(Study text)
Rainfall threatens desert life in Atacama, Chile

Posted by Gabrielle Jacobs on 29 November 2018

Chile’s Atacama Desert is the driest in the world, but life nevertheless flourishes there from September to November, providing the area receives rain.

Too much rain is not always a blessing, however, and the South American desert ecology is now facing some serious biological implications as a result.

Image credit: Pixabay

Desert blooms generally follow rainfall, similar to our own Cape West Coast and Northern Cape regions, but, according to a new study by a team of Spanish planetary scientists and astrobiologists, the recent Atacama rains appear to have wiped out the majority of the arid region’s microorganisms that produce its seldom-sighted wildflowers, among other species.

Having three desert blooms over a three-year period is considered freakishly rare, as the flowers usually only appear every 5-7 years. It’s especially strange considering that some parts of the Atacama don’t see a drop of rain for up to four years at a time. The increased rainfall in the area has been attributed to climate change caused by global warming, which has altered natural conditions in the Pacific Ocean region.
(End Study text)
(Supplied information)
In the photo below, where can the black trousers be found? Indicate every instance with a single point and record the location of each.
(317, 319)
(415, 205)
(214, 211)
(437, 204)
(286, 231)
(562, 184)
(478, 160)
(End Supplied information)
• Work to complete: In the article on rainfall in the Atacama Desert, how often do the wildflowers usually appear?

• Solution: Usually only every 5-7 years.